| FRAGMENTO SELECCIONADO |
En un mundo que le rinde culto a la opulencia, lo exclusivo solo puede ser la sencillez de una silla de anea que da asiento a un niño habiéndoselo dado antes a su madre, y antes de eso a su abuelo, y antes a su bisabuela y antes, incluso, a su tatarabuela

Jennifer Coolidge 'The White Lotus'
Jennifer Coolidge en 'The White Lotus', una serie que se desarrolla en hoteles de lujo.
Ana Iris Simón

Antes de cada viaje recibía siempre la misma llamada, y en esa llamada se repetía siempre la misma frase: “¿Y te tienes que ir tan largo?”. Normalmente, venía precedida por el destino al que iba —Tailandia, Estados Unidos—, y yo respondía entre risas “abuela, no te preocupes”, pero por dentro pensaba que sí, que claro que tenía que irme tan largo. Tenía que conocer algo más que las paredes encaladas de mi pueblo, algo más que la C3 de Cercanías, algo más que el cocido los domingos y el arroz con duz cuando se acercaba Semana Santa.

| TAREA |
Copia íntegro el fragmento, por favor, sin alterar nada. Responde basándote únicamente en el fragmento.

| CONJUNTO DE DATOS |
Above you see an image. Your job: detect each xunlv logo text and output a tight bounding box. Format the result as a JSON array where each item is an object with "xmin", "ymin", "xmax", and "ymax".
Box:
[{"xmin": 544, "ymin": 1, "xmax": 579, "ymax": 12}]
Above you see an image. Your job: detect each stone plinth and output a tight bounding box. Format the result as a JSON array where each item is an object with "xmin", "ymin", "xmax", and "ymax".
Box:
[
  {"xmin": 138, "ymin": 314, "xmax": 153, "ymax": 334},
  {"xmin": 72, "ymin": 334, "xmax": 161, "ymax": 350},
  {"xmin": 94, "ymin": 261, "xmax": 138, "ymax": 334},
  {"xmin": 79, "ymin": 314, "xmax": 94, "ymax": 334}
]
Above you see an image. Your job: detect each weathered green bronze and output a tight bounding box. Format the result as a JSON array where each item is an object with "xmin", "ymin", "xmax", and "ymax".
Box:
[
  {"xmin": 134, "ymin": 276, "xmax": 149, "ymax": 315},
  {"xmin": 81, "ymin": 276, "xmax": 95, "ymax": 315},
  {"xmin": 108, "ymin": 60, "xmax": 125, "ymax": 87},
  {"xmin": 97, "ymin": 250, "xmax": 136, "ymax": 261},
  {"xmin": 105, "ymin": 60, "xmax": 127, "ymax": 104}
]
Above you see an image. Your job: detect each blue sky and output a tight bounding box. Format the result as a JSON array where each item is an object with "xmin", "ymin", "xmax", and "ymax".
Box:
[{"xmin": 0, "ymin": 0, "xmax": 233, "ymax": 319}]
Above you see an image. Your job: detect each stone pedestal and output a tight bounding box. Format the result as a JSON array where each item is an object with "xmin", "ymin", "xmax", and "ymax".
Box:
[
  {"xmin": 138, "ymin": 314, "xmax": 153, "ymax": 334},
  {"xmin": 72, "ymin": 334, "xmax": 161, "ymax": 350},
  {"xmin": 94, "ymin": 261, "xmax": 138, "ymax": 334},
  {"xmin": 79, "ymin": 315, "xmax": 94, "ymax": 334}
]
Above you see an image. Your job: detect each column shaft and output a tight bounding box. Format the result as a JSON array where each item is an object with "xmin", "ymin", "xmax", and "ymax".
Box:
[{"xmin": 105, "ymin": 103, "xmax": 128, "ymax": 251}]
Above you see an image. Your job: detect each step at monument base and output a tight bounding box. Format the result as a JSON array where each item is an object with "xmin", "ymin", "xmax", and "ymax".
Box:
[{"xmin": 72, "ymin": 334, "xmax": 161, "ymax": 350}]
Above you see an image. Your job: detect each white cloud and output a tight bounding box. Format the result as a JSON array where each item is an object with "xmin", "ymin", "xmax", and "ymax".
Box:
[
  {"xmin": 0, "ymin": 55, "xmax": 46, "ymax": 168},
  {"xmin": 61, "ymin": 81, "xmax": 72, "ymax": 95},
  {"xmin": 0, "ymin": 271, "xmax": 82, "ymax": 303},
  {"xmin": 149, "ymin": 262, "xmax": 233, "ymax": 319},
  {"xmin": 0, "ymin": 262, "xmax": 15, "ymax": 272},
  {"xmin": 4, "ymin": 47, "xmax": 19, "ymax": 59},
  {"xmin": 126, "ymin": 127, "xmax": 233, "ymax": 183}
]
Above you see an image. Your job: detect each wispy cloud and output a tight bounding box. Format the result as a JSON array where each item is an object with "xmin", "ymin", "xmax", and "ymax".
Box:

| SOLUCIÓN |
En un mundo que le rinde culto a la opulencia, lo exclusivo solo puede ser la sencillez de una silla de anea que da asiento a un niño habiéndoselo dado antes a su madre, y antes de eso a su abuelo, y antes a su bisabuela y antes, incluso, a su tatarabuela

Jennifer Coolidge 'The White Lotus'
Jennifer Coolidge en 'The White Lotus', una serie que se desarrolla en hoteles de lujo.
Ana Iris Simón

Antes de cada viaje recibía siempre la misma llamada, y en esa llamada se repetía siempre la misma frase: “¿Y te tienes que ir tan largo?”. Normalmente, venía precedida por el destino al que iba —Tailandia, Estados Unidos—, y yo respondía entre risas “abuela, no te preocupes”, pero por dentro pensaba que sí, que claro que tenía que irme tan largo. Tenía que conocer algo más que las paredes encaladas de mi pueblo, algo más que la C3 de Cercanías, algo más que el cocido los domingos y el arroz con duz cuando se acercaba Semana Santa.